## TO DO
Can you rewrite the records below with "component" replaced by "system" throughout, changing nothing else and leaving out the pictures?

## PROVIDED DATA
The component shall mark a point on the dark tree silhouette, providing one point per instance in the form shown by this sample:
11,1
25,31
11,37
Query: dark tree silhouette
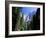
36,20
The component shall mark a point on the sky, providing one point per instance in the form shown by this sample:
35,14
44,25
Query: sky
28,11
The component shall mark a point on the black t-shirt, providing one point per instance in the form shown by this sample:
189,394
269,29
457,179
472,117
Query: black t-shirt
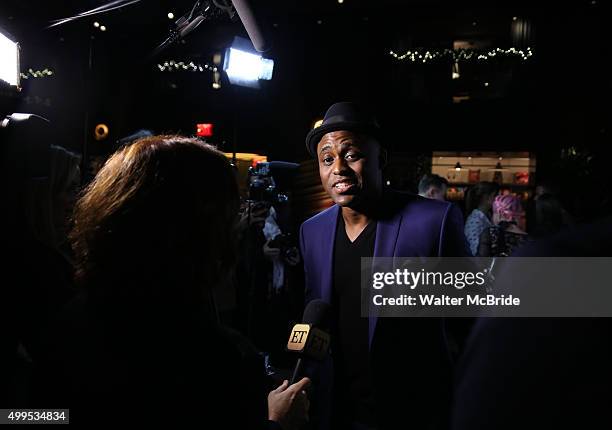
353,386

## RESPONSE TO THE TASK
The system shall mark a point on the dark tree silhouette, providing one point per instance in the form shown by this sample:
11,1
25,31
11,37
Query: dark tree silhouette
36,20
The system shall mark a point on the sky, providing one point per instance in the form shown by this sample:
35,14
44,25
Query: sky
28,11
The system shall mark a point on the black t-shirt, providing one point per instance in the form shown by this sample:
189,394
269,29
457,179
472,117
Query: black t-shirt
353,386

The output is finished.